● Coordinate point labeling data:

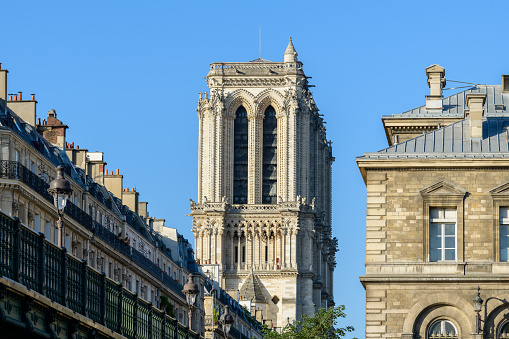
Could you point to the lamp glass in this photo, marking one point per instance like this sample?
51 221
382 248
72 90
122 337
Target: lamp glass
477 305
61 200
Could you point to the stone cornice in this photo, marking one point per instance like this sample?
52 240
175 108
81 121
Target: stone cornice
427 164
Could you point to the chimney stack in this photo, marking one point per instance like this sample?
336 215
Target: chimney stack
436 81
114 183
130 199
475 103
53 130
96 163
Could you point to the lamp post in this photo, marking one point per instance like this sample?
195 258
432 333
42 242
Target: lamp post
477 308
226 321
191 291
60 189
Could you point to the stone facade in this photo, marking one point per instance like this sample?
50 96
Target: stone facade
451 170
279 226
104 228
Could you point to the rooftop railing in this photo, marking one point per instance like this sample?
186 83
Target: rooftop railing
27 258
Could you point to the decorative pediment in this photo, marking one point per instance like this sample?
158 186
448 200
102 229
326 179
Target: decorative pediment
443 188
502 190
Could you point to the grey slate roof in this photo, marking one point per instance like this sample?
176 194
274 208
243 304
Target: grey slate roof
454 105
260 60
453 141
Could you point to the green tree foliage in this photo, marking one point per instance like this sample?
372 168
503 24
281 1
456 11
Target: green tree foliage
321 325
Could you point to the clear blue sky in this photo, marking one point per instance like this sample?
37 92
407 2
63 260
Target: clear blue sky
125 77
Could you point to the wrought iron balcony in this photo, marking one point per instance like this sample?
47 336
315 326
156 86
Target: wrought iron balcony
16 171
27 258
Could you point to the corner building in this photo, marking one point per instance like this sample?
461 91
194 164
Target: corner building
262 222
437 223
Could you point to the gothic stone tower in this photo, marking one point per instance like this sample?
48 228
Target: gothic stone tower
262 222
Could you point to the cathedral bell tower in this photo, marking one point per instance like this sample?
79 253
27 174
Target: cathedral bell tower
262 222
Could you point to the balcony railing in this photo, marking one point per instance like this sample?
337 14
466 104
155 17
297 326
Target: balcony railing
27 258
16 171
214 325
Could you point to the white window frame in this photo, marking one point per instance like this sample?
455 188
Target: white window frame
443 216
502 221
442 330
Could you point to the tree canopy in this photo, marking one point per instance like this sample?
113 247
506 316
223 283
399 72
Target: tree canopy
321 325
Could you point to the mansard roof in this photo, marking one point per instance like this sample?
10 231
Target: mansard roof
260 60
453 141
251 289
454 106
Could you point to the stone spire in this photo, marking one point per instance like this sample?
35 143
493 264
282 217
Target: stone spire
290 53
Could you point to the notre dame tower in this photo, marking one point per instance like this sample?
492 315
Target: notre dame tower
262 222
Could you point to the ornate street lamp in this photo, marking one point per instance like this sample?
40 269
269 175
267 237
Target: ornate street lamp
226 321
61 190
477 308
191 290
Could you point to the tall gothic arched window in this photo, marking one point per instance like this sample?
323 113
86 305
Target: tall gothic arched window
240 133
442 329
269 188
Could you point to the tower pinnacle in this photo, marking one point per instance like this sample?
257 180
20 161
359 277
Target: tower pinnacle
290 53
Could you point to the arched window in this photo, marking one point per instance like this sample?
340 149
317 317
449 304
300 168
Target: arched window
504 330
240 133
442 329
269 190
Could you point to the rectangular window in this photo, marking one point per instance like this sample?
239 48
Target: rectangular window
504 233
37 223
47 230
442 234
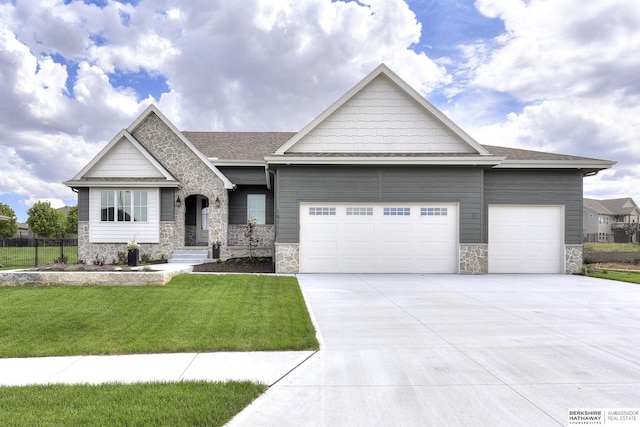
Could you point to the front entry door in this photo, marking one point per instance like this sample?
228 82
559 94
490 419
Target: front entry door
197 220
202 221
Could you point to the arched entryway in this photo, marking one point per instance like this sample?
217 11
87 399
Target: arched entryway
196 220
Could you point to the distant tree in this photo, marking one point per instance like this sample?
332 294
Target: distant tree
72 220
9 227
46 221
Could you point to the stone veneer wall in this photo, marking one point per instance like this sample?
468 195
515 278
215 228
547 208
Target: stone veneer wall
287 258
262 233
573 259
474 258
195 177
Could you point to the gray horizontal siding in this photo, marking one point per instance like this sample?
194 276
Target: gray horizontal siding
295 184
538 187
238 203
241 175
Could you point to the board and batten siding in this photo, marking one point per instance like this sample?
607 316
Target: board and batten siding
83 204
124 160
243 175
408 184
122 232
238 204
381 118
538 187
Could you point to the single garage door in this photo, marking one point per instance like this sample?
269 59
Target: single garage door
526 239
378 238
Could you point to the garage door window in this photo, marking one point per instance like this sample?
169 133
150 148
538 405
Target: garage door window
397 211
433 211
360 211
314 211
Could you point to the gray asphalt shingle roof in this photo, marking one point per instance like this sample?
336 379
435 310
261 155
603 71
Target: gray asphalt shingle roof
255 146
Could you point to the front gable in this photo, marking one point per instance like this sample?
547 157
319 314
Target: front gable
123 159
382 114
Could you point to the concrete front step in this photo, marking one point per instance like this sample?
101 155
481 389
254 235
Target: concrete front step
189 256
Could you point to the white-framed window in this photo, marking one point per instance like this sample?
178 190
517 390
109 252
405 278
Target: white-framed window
393 211
256 208
359 211
322 211
434 212
123 206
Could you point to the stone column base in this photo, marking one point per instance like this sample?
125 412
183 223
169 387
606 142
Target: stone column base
474 258
287 257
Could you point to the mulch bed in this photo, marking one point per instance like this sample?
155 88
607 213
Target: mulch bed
237 265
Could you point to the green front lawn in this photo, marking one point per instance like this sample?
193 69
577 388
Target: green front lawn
191 313
612 247
616 275
156 404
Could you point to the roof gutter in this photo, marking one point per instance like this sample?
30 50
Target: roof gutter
378 160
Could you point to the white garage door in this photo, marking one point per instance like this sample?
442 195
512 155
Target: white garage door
377 238
526 239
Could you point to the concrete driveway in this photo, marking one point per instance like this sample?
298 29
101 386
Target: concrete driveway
447 350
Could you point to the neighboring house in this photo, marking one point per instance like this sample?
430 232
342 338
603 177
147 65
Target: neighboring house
381 181
611 220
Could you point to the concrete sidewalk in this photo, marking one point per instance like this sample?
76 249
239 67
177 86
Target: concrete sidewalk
263 367
445 350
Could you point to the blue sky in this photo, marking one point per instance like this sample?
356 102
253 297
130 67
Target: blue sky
546 75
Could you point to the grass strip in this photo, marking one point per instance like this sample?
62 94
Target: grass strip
612 247
614 275
157 404
192 313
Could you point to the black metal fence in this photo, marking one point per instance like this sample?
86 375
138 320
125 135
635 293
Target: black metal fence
32 252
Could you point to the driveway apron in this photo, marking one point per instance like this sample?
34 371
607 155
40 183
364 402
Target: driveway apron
494 350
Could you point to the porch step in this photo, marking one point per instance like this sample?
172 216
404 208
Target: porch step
189 256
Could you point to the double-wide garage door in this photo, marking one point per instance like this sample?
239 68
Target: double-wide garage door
378 238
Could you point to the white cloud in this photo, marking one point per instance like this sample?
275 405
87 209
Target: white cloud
249 65
571 67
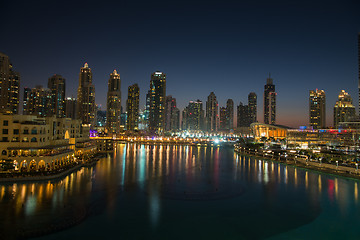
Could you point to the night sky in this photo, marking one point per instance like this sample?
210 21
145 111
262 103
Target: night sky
228 47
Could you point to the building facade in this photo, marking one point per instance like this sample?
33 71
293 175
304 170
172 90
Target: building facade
132 108
86 96
156 96
317 109
252 103
9 86
56 85
113 110
343 109
269 102
212 113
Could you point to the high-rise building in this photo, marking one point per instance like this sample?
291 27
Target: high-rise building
359 68
269 102
56 84
9 86
229 124
157 95
212 116
343 109
86 96
132 108
70 107
113 107
194 115
38 102
26 100
222 119
252 103
243 115
317 109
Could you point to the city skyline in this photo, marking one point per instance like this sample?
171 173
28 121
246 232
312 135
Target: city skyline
229 55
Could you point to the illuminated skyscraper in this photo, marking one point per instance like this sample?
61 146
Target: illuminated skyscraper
212 115
38 102
222 118
317 109
269 102
86 96
56 84
243 115
252 103
70 107
229 121
132 108
343 109
113 107
194 115
9 86
157 95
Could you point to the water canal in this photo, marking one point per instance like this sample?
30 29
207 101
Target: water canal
182 192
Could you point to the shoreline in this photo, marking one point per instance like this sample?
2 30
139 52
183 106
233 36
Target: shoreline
323 168
47 177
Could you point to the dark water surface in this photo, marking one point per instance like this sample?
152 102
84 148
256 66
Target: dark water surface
182 192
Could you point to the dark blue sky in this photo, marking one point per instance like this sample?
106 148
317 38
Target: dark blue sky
228 47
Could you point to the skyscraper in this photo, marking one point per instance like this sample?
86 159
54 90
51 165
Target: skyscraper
70 107
343 109
222 118
157 95
86 96
194 116
269 102
170 108
56 84
252 103
9 86
113 107
243 116
132 108
229 124
317 109
212 116
38 102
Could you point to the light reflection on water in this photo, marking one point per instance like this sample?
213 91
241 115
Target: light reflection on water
162 188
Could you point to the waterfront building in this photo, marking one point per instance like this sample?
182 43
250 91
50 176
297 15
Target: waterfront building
252 103
38 102
156 96
132 108
193 116
222 118
70 107
56 85
317 109
343 109
86 96
9 86
243 116
229 122
170 106
269 102
29 142
113 110
212 116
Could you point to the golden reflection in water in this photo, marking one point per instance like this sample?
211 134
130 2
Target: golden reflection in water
355 192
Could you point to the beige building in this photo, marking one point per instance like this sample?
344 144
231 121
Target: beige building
33 143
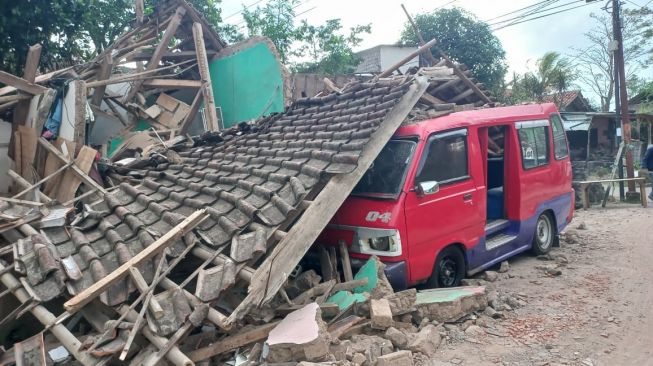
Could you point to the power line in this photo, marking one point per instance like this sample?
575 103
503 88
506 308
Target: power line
543 16
515 11
538 10
240 12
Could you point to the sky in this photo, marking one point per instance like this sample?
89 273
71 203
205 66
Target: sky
524 43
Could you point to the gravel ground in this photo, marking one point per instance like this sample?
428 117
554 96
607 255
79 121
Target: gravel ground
587 303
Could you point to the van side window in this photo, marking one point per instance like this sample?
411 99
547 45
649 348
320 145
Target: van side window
560 150
534 140
445 158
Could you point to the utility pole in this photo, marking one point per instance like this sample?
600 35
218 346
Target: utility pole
622 93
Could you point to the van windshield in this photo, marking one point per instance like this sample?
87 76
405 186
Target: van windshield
385 178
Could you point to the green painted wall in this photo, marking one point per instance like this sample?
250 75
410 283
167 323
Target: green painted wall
247 84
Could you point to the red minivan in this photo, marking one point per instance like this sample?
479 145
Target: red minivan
453 195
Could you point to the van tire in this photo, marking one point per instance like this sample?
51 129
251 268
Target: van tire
544 235
449 268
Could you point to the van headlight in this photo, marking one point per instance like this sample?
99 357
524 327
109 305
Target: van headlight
382 242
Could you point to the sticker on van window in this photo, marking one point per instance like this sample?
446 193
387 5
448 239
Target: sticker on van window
374 216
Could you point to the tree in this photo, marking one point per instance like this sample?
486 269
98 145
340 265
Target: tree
465 39
307 48
70 31
595 64
553 76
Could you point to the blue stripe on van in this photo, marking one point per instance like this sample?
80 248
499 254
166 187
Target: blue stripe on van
478 258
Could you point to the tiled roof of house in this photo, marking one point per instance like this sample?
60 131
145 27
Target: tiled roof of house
249 184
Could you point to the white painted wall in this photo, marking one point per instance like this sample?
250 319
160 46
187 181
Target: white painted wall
5 162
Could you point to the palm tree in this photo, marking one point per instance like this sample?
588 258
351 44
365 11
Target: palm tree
553 75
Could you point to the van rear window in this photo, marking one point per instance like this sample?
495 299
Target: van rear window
385 178
534 140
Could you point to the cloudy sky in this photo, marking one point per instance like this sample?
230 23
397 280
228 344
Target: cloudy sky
524 43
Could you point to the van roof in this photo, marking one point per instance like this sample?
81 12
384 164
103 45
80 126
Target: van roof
477 117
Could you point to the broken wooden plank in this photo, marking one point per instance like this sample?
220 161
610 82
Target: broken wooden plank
232 342
346 264
21 84
273 272
24 184
70 181
160 49
192 112
420 50
207 89
88 294
142 286
80 112
77 170
105 73
172 84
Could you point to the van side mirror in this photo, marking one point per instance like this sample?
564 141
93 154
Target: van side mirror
427 188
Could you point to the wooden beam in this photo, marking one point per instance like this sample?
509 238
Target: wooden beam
232 342
80 173
419 51
80 112
192 112
21 84
160 49
428 55
12 98
88 294
173 84
273 272
105 73
42 197
207 88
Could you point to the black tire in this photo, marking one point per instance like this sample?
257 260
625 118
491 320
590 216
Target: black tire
544 235
449 268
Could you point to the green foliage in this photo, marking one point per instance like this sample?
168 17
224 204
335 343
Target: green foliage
70 31
465 39
329 52
307 48
554 75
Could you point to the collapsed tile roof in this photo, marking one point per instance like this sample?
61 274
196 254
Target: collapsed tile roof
250 185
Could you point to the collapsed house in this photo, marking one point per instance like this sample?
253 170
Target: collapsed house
180 248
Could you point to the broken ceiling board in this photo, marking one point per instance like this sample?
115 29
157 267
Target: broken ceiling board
449 304
70 181
167 102
248 81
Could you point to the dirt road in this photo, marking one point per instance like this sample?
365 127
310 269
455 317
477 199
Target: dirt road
589 303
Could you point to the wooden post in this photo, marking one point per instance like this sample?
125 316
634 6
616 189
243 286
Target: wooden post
72 344
207 89
105 73
88 294
274 271
160 49
80 173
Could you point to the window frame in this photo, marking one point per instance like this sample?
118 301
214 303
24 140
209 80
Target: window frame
535 124
464 131
553 136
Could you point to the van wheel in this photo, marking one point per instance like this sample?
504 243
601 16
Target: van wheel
544 236
449 268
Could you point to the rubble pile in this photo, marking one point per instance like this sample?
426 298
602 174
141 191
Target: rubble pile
184 246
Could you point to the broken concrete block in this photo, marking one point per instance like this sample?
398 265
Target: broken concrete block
402 302
300 336
381 314
399 358
426 341
449 304
377 283
397 337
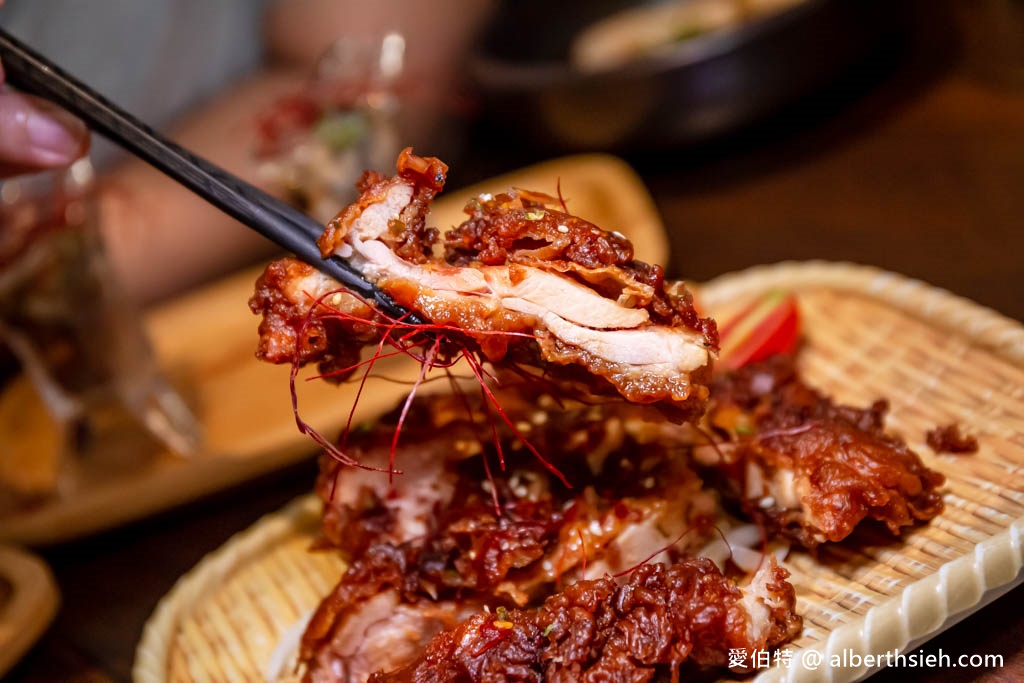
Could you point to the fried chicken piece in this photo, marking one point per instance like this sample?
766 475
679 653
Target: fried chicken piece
433 546
658 619
807 467
522 284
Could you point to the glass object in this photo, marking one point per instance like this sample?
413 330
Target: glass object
74 331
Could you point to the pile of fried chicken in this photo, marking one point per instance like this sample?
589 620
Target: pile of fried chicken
549 526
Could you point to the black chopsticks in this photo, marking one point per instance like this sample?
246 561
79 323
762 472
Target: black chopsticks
270 217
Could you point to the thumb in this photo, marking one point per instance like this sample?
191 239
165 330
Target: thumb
37 133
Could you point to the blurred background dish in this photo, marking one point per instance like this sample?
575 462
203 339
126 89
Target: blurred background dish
647 74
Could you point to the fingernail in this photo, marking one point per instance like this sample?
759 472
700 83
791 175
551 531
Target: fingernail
55 134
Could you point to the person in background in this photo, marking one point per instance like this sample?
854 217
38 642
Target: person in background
209 68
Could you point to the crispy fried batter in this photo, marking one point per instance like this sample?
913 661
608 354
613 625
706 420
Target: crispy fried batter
810 468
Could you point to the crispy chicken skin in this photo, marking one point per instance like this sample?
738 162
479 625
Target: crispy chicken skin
432 549
521 283
658 619
808 467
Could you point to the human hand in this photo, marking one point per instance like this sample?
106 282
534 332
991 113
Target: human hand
36 134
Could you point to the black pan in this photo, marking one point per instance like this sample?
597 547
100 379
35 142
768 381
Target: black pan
697 89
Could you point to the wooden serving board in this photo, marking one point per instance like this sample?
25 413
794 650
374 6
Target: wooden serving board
28 603
206 343
868 334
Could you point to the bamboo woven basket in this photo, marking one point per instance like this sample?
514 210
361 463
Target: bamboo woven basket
938 358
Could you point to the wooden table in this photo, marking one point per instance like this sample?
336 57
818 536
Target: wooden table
920 170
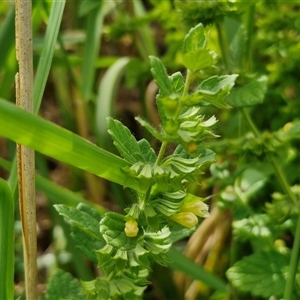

● Work required:
Swap "wooden" for "timber" in the lines from the one with "Could you point to the black pan" through the last line, changing nothing else. Give back only those lines, without the pictures.

● Exercise answer:
Could you point to the black pan in this photo, marking one point per instance like this sample?
597 547
100 379
35 142
768 381
Target: black pan
697 89
Could you point to the timber serving board in this photo, marking one point per instance like this sample?
25 413
794 650
374 6
Target: timber serving board
28 603
206 343
868 334
Could you point to the bamboo woven basket in this photo, marking one point per instance like this sample?
514 210
361 463
Target: bamboo woven basket
938 358
Could you point to the timber table in this photo, marking one point per instance like this sample?
336 57
818 536
Target: timber table
920 170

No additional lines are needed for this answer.